Print exactly the lines from the line with "In the photograph above, where can the side" to the last line of the data, please, both included.

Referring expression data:
================

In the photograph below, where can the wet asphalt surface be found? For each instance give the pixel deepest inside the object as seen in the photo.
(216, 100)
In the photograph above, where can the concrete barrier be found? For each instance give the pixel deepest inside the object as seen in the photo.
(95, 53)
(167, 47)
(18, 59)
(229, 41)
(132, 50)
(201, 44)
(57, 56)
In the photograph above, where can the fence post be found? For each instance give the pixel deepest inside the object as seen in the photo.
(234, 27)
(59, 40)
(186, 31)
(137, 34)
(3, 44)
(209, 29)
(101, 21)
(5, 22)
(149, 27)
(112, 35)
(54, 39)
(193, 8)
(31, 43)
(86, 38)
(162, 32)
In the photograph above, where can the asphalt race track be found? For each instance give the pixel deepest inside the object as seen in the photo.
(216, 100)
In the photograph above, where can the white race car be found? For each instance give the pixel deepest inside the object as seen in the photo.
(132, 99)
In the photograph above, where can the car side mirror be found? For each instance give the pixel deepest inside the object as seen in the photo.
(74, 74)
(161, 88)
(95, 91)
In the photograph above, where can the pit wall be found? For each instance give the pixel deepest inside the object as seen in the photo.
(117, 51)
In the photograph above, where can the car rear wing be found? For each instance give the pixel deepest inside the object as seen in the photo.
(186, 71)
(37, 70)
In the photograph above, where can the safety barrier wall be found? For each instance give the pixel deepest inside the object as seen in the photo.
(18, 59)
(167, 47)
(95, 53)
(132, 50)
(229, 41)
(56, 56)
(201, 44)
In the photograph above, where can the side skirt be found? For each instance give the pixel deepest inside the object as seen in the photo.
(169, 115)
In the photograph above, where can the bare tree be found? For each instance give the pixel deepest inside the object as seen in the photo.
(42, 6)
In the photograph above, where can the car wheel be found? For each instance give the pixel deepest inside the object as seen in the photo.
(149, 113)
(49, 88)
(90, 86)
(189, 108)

================

**Output for this task:**
In the photograph above, where can the side skirt be found? For each instance give the pixel deepest inside the object as seen in the photo.
(169, 115)
In the photograph above, where can the bare tree be found? For each instance give the pixel deepest inside the object as seen in the photo.
(42, 6)
In the photograph above, where can the car wheel be found? For each instance give the pixel deepest inside the object as seen in the photo.
(149, 113)
(49, 88)
(90, 86)
(189, 108)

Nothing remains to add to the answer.